● **Problem description**
Extract each line of the rows below that contains the string "hillside". Matching is case-sensitive.

● **Input material**
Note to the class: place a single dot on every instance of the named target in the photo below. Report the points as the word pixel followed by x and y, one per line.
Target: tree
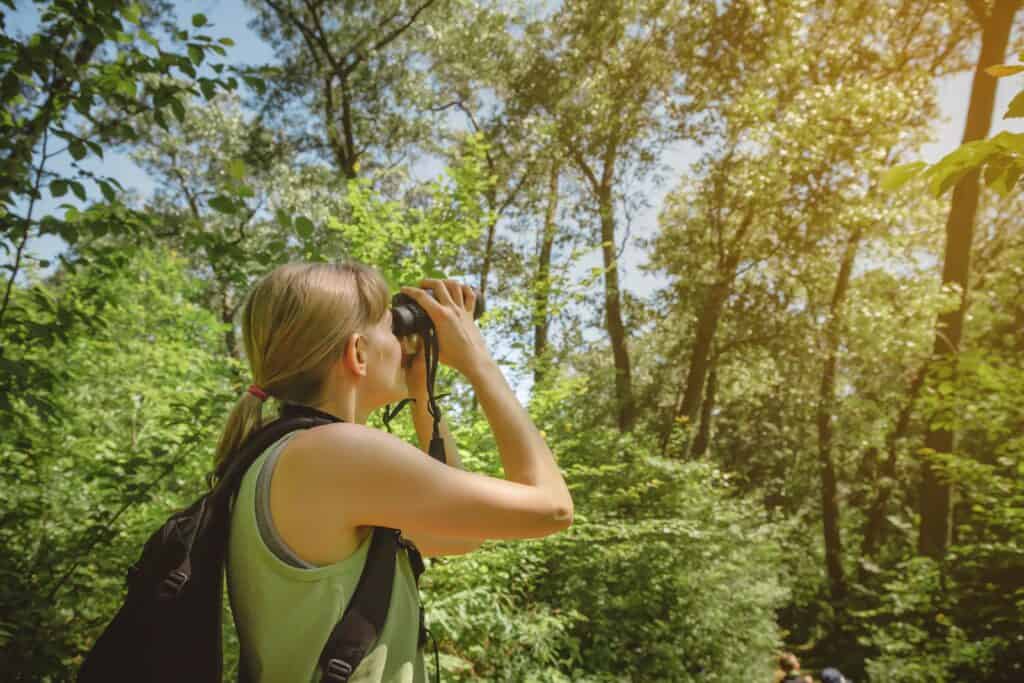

* * *

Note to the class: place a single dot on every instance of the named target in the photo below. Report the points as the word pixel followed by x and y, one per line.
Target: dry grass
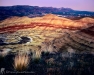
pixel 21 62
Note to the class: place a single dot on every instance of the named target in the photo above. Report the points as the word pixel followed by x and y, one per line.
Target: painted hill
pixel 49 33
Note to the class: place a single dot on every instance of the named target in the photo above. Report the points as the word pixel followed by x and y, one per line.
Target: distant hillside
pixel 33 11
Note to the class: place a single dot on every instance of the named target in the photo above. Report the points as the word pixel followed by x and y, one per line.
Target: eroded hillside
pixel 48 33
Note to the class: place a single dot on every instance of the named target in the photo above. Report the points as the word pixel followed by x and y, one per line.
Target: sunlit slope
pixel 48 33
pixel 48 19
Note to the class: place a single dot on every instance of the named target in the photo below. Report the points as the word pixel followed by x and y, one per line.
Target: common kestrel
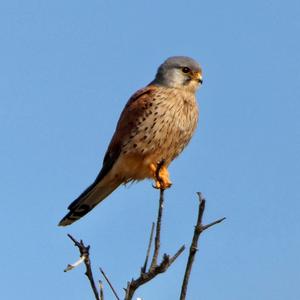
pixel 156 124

● **Task output**
Target: distant hillside
Target: eroded hillside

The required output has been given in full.